━━━━━ Data excerpts ━━━━━
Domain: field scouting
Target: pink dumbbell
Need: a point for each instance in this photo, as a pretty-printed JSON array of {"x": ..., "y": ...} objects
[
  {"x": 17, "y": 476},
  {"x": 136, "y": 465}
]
━━━━━
What is required: Each record above is to be written out again, without any change.

Answer section:
Domain: field scouting
Target: pink dumbbell
Need: a point for each instance in this photo, as a pretty-printed JSON array of {"x": ..., "y": ...} objects
[
  {"x": 17, "y": 476},
  {"x": 136, "y": 465}
]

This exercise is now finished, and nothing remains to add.